Description of the task:
Could you reproduce, character for character, the lines below from the one containing "Task: pointer output verification." through the final line, both ends included?

(Excerpts of pointing data)
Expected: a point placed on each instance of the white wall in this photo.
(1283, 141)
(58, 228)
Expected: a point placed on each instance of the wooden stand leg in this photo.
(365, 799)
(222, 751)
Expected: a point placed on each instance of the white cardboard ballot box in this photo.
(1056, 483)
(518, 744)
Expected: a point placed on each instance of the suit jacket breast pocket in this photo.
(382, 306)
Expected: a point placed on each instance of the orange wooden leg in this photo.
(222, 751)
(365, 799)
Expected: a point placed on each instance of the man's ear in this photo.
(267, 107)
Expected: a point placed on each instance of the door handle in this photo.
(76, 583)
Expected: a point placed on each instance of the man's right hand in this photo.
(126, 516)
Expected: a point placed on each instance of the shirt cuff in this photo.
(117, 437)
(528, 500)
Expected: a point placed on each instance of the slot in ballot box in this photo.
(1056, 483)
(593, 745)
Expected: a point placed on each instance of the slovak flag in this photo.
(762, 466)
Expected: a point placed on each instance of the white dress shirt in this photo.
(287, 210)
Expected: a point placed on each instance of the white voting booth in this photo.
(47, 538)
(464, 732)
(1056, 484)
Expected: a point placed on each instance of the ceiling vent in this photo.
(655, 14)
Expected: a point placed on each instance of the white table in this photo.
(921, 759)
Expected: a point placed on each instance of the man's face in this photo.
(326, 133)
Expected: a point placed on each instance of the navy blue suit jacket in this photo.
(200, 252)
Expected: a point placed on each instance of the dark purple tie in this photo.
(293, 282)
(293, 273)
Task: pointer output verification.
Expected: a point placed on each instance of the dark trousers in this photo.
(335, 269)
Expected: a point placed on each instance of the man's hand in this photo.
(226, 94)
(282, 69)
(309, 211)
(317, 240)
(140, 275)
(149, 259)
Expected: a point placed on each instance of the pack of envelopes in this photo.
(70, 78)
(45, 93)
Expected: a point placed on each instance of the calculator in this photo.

Solution:
Task: pointer output verification.
Expected: a point placed on each instance of the dark trousers in this photo.
(335, 269)
Expected: a point placed on each instance of the man's hand in this photo.
(226, 94)
(282, 69)
(309, 211)
(317, 240)
(140, 275)
(149, 259)
Expected: a point placed on each instance of the pack of envelopes in this photo.
(70, 78)
(45, 93)
Expected: a point placed on each instance of the calculator in this photo.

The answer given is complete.